**SELECTED EXTRACT**:

With a £4,000 bank loan, Roddick developed a line of 25 skin and hair care products based on natural ingredients. Sourcing exotic ingredients like jojoba oil and rhassoul mud from a local herbalist, she prepared the first product batches on her kitchen stove and packaged them in the cheapest containers-urine sample bottles. Handwritten labels provided detailed information about the ingredients and their properties. A local art student designed the logo for £25.
After a successful summer, Roddick exchanged a half share in her fledging business for a £4,000 investment by a local businessman, funding the opening of a second store. In April 1977, when Gordon returned, he hit upon the idea of franchising as a way to continue expansion of limited capital. When the first two franchises in nearby towns succeeded, the Roddicks began receiving calls from other interested parties. The business began to take off. From a single storefront in 1976, the body had grown to 576 shops by 1991, trading in 38 countries and 18 languages. Worldwide retail sales from company stores and licensees were estimated at $391 million. Along the way, the body shop was voted UK Company of the Year in 1985 and UK Retailer of the Year in 1989. in addition, Roddick had been the Veuve Cliquot Businesswoman of the year in1985 and Communicator of the Year in 1987. In 1988, she was awarded the prestigious Order of the British Empire by Queen Elizabeth.

**DATA LINES**:
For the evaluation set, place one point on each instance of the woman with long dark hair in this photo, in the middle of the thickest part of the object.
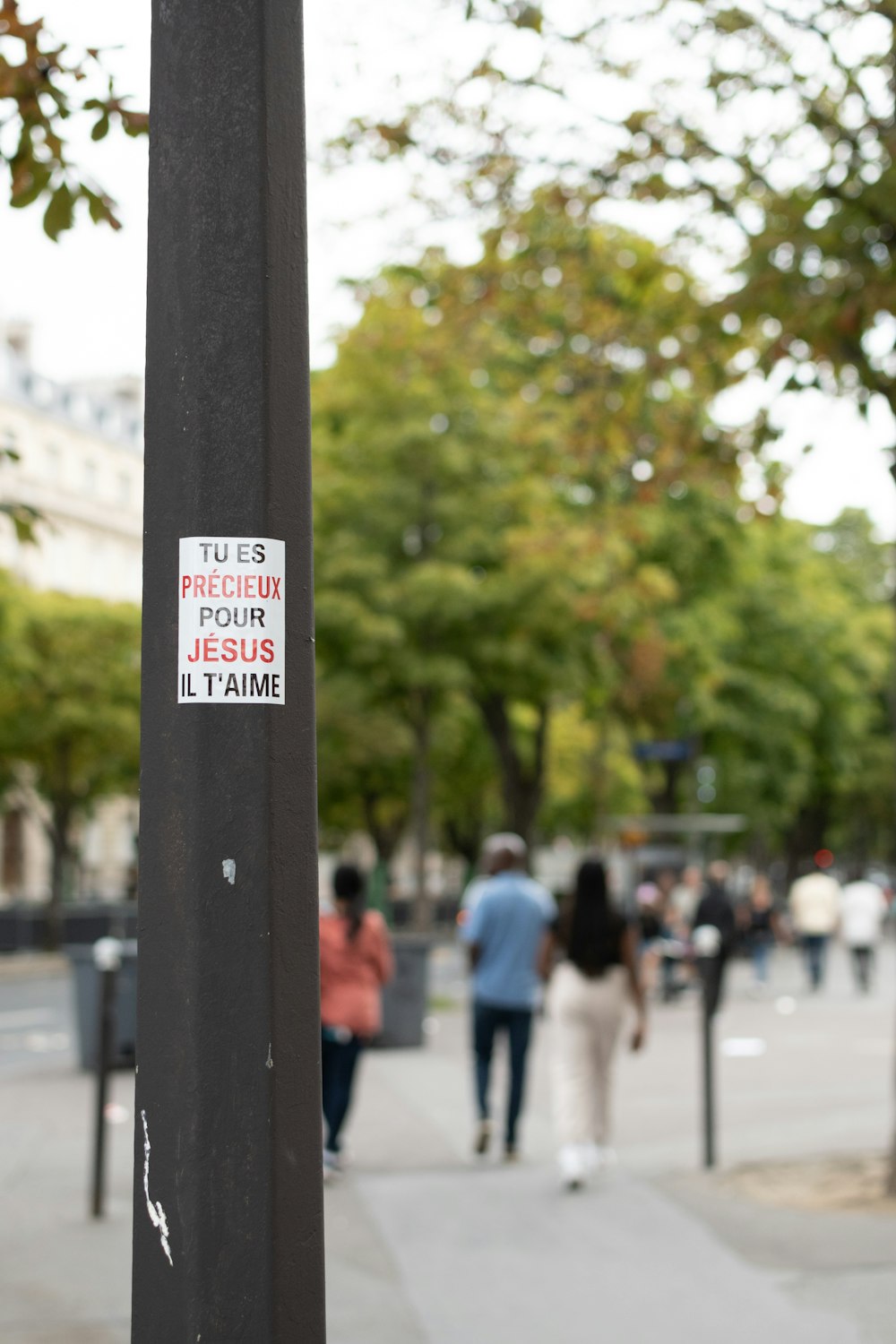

**DIRECTION A**: List every award or honor that the passage on Roddick's business says the company or Roddick received, with the year of each.
**DIRECTION B**: Summarize the passage on Roddick's business in two sentences.
The material is not needed for this work.

**FINAL RESULT A**:
- UK Company of the Year, 1985
- UK Retailer of the Year, 1989
- Veuve Cliquot Businesswoman of the Year, 1985
- Communicator of the Year, 1987
- Order of the British Empire, 1988

**FINAL RESULT B**: Roddick began with a £4,000 bank loan, preparing a line of 25 natural skin and hair care products on her kitchen stove, and later traded a half share of the business for a £4,000 investment that funded a second store. After Gordon hit upon the idea of franchising in 1977, the business grew from a single storefront in 1976 to 576 shops in 38 countries by 1991, while the company and Roddick herself collected several honors.